Raw data: Begin

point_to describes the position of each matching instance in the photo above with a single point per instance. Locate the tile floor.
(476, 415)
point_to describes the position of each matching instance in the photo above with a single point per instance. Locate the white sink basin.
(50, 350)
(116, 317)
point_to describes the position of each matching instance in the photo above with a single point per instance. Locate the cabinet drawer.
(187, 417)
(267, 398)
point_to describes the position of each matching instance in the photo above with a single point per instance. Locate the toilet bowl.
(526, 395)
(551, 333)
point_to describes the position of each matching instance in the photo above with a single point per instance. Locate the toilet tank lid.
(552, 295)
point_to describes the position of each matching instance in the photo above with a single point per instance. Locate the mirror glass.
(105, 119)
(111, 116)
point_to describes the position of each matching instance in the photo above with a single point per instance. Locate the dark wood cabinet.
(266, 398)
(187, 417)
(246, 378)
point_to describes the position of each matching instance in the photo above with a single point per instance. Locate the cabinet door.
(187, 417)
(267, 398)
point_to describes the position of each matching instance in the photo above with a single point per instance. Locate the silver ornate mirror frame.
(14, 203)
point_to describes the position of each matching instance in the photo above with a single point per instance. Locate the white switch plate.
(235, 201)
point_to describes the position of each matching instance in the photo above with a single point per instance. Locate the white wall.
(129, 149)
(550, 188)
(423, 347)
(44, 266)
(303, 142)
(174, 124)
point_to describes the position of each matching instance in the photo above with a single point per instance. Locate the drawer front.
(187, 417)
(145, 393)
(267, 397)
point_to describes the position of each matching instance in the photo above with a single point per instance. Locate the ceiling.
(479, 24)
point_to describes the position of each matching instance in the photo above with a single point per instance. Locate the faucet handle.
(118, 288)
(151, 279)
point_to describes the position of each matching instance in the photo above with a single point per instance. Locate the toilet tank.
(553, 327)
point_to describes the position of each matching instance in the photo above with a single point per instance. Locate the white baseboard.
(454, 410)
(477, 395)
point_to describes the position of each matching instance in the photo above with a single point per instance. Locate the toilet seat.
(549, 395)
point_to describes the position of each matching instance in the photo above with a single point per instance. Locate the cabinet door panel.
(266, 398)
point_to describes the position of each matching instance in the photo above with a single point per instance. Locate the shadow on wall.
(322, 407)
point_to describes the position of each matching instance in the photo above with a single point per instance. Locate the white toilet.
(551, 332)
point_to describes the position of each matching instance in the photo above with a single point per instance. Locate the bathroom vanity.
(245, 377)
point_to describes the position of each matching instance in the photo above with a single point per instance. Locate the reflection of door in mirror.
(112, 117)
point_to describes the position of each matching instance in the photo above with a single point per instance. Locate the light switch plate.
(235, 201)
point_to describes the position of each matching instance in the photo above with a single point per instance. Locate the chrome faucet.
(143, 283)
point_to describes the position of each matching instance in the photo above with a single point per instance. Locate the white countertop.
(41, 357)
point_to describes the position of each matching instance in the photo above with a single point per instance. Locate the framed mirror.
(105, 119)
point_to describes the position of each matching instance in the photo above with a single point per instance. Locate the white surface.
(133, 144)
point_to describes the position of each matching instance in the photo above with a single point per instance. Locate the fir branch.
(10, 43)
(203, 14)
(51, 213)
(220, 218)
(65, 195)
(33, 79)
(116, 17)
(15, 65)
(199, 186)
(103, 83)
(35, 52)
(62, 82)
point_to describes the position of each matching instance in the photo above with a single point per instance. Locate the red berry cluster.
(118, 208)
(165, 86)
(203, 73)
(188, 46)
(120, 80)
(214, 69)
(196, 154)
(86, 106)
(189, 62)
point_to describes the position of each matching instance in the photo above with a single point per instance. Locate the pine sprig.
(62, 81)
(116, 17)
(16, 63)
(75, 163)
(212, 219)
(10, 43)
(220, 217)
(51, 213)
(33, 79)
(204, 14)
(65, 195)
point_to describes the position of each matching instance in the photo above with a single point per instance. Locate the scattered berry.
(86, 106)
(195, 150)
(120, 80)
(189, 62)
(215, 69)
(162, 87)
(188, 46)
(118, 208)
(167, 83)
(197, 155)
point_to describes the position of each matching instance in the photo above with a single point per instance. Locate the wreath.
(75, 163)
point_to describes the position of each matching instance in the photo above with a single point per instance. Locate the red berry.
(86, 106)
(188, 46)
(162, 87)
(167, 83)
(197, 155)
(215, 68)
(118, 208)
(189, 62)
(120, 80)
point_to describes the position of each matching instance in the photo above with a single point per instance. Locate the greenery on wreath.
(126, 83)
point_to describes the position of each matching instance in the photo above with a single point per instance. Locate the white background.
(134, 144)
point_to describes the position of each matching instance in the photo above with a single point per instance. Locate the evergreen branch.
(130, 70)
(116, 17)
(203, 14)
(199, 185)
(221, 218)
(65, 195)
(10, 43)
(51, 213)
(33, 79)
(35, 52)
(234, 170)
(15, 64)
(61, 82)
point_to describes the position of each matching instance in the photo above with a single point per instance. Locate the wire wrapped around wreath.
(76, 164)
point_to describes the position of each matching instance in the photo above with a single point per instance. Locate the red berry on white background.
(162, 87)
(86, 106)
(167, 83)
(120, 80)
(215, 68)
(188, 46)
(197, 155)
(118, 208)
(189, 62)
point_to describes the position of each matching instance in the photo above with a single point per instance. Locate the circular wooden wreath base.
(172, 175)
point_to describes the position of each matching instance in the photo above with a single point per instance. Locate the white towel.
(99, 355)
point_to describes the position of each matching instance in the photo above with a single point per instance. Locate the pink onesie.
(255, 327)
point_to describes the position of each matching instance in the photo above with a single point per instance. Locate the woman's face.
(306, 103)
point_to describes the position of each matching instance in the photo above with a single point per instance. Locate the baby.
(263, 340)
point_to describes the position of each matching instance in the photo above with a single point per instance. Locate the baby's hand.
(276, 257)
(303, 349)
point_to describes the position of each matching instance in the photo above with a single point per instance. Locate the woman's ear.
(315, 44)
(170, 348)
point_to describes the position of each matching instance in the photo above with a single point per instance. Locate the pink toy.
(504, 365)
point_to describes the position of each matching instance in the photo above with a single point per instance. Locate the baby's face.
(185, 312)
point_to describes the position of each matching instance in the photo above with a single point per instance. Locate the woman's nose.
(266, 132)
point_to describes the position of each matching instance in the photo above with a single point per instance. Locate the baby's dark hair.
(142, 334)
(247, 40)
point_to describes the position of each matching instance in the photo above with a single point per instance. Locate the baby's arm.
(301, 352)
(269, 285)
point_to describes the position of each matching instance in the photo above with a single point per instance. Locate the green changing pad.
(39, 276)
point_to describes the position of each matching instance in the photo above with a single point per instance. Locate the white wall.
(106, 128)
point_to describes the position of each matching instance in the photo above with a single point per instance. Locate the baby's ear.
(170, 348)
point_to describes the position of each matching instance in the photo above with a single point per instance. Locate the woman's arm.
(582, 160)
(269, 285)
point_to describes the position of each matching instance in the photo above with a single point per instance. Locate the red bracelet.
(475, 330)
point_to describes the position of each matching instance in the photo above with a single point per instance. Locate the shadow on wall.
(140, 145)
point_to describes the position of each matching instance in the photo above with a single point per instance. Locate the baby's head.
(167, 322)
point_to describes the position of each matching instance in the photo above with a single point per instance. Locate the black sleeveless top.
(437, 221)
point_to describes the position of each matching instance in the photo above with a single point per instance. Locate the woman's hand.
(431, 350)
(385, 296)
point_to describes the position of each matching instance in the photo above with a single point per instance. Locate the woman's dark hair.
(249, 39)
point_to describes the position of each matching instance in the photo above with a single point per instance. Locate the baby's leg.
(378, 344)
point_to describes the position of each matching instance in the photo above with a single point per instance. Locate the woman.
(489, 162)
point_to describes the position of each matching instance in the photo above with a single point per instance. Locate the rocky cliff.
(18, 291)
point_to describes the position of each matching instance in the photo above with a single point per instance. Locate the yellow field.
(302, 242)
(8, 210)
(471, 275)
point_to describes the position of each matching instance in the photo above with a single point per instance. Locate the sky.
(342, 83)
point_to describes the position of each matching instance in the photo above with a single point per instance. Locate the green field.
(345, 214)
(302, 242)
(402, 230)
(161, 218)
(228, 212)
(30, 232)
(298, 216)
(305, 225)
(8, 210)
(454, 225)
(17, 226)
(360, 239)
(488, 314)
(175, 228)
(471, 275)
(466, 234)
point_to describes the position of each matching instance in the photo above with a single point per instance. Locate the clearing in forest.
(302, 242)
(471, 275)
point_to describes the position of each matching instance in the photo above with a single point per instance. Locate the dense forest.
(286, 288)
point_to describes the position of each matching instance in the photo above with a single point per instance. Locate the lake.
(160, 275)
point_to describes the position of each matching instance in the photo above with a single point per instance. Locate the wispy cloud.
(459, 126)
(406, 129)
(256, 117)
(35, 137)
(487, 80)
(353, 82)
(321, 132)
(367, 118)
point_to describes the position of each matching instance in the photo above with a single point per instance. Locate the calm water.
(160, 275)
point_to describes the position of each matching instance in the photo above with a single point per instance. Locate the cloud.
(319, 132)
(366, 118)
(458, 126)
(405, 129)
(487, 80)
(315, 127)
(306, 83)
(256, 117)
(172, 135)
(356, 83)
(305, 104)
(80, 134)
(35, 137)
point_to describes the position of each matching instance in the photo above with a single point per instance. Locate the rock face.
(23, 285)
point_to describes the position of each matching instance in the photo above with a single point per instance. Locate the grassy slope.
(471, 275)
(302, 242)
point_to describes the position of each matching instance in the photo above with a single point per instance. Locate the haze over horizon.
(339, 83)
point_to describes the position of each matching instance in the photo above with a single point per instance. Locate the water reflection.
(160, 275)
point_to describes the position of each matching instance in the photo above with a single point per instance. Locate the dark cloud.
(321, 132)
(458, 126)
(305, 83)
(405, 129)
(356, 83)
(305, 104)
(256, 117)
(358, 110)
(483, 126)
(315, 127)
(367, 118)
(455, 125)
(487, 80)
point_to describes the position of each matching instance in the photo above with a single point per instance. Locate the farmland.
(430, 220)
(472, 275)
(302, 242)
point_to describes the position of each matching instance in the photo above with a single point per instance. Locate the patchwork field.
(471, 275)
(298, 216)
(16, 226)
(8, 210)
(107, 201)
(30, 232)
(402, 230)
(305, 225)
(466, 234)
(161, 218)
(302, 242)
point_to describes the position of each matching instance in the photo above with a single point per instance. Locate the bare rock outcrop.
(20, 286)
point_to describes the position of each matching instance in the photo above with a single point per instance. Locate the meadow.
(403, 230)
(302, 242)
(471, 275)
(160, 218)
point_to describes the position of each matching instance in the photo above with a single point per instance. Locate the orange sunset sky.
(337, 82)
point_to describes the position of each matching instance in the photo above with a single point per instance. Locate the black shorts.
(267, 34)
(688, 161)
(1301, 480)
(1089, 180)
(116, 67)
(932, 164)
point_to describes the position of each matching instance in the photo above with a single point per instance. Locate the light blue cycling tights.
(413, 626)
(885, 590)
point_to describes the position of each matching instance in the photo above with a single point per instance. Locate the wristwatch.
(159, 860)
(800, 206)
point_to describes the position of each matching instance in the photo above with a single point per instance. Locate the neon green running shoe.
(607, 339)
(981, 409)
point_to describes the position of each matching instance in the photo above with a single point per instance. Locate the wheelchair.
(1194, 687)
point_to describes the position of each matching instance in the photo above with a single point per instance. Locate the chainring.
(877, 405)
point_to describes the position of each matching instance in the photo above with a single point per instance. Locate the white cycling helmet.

Raw data: End

Task directions :: The answer is to be the lines from the one holding "Locate the chainring." through the end of the data above, transcribed character for character, both ends included.

Exercise answer ::
point_to describes the position of each matching instance in the photo above with a single point per instance. Locate the chainring.
(877, 405)
point_to describes the position of each matching instance in the photo above with a single point per instance. Locate the white cycling helmet.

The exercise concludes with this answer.